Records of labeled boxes
<<<<

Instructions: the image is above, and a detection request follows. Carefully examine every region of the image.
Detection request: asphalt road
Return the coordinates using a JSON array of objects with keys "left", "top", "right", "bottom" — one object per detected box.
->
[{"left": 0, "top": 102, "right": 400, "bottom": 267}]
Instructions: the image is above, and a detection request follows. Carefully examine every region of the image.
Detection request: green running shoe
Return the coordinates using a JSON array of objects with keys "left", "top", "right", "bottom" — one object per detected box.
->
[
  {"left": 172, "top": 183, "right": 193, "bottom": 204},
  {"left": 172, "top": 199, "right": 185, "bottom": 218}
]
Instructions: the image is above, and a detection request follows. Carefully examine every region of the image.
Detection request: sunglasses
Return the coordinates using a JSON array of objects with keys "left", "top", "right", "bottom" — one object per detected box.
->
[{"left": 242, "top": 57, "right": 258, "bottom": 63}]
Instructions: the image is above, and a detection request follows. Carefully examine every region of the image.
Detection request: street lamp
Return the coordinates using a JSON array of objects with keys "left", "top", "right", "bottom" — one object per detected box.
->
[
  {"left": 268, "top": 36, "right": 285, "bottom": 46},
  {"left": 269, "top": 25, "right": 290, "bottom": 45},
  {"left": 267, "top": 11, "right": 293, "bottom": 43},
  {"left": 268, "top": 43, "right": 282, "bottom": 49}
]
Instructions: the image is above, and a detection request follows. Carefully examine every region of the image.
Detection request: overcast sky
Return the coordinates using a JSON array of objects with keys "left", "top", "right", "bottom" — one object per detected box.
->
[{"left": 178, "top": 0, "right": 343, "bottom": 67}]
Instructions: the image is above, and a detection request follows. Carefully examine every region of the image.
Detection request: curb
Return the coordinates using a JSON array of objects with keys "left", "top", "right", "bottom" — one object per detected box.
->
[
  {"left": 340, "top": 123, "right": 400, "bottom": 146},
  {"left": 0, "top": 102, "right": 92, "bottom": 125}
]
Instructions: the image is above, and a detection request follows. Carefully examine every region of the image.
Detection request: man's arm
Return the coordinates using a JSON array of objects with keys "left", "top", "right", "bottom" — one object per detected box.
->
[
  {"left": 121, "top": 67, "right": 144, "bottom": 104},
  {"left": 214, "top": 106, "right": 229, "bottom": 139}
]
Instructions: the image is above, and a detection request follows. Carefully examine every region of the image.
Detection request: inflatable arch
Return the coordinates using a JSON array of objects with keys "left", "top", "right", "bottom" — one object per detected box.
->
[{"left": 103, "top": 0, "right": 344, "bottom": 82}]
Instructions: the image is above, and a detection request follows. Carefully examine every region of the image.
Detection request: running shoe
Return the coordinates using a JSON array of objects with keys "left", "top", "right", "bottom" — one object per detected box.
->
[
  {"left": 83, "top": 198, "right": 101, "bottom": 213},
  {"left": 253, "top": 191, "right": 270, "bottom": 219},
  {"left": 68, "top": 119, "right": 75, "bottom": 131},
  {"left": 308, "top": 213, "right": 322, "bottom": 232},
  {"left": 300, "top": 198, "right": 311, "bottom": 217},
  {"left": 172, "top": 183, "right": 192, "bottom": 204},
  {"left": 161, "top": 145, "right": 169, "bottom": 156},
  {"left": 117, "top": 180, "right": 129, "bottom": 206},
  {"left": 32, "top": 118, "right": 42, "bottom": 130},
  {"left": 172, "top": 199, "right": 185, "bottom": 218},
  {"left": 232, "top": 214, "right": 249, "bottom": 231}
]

>>>>

* [Exercise objective] Pull out every line in the items above that contains the string "shoe".

* [Expected answer]
Detection request: green running shoe
Detection request: running shoe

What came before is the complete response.